(begin)
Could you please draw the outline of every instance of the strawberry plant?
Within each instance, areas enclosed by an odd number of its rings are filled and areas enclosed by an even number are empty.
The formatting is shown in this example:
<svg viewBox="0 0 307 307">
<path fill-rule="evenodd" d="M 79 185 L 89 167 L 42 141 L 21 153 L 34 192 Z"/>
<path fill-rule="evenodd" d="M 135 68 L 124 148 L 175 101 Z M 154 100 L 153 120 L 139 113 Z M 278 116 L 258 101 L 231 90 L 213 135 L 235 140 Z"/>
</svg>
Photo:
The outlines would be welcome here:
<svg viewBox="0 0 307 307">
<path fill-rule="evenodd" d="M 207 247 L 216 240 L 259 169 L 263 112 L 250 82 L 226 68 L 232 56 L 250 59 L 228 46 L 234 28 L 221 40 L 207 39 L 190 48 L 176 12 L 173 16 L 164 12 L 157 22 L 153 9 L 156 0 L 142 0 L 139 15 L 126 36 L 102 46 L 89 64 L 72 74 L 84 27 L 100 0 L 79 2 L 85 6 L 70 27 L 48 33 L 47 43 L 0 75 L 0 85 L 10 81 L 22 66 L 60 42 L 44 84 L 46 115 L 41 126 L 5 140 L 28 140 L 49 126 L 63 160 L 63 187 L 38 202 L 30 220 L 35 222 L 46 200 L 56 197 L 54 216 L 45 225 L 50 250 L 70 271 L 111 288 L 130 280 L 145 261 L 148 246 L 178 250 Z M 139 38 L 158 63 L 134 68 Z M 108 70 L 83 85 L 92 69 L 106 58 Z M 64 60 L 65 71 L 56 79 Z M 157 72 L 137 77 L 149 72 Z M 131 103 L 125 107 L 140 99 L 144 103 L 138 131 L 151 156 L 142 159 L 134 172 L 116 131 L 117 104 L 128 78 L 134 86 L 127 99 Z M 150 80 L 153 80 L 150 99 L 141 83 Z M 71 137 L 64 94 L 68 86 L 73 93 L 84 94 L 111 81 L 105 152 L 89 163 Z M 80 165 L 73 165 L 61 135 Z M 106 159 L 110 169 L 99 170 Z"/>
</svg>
(end)
Repeat every record, keeping each word and mark exactly as it is.

Could you please draw the outline of every instance of the strawberry plant?
Within each instance, areas enclosed by an odd number of its rings are filled and areas enclosed by an even number are empty.
The formatting is shown in this example:
<svg viewBox="0 0 307 307">
<path fill-rule="evenodd" d="M 79 185 L 89 167 L 42 141 L 21 153 L 34 192 Z"/>
<path fill-rule="evenodd" d="M 135 68 L 124 148 L 175 101 Z M 154 100 L 153 120 L 139 113 Z M 278 116 L 258 101 L 231 90 L 213 135 L 235 140 Z"/>
</svg>
Photo:
The outlines would be welcome here:
<svg viewBox="0 0 307 307">
<path fill-rule="evenodd" d="M 207 247 L 216 240 L 259 169 L 263 112 L 250 82 L 226 68 L 232 56 L 250 59 L 228 46 L 234 28 L 221 40 L 207 39 L 190 48 L 176 12 L 173 16 L 164 12 L 157 22 L 153 9 L 156 0 L 142 0 L 139 15 L 126 36 L 102 46 L 89 64 L 72 74 L 84 27 L 100 0 L 79 2 L 85 6 L 70 27 L 48 33 L 47 43 L 0 75 L 0 85 L 10 81 L 22 66 L 60 42 L 44 84 L 46 115 L 41 126 L 5 140 L 28 140 L 49 126 L 63 160 L 63 187 L 38 202 L 30 220 L 35 222 L 46 200 L 56 197 L 54 216 L 45 225 L 50 250 L 70 271 L 111 288 L 130 280 L 145 261 L 148 246 L 178 250 Z M 139 38 L 158 63 L 134 68 Z M 108 70 L 83 85 L 92 69 L 106 58 Z M 64 60 L 65 71 L 56 79 Z M 157 72 L 137 77 L 149 72 Z M 131 103 L 125 107 L 140 99 L 144 103 L 138 131 L 151 156 L 142 159 L 134 172 L 116 131 L 117 104 L 128 78 L 134 86 L 127 99 Z M 150 80 L 153 80 L 150 99 L 141 83 Z M 71 137 L 64 94 L 68 86 L 73 93 L 84 94 L 111 81 L 105 152 L 89 163 Z M 80 165 L 73 165 L 61 135 Z M 106 159 L 110 169 L 99 170 Z"/>
</svg>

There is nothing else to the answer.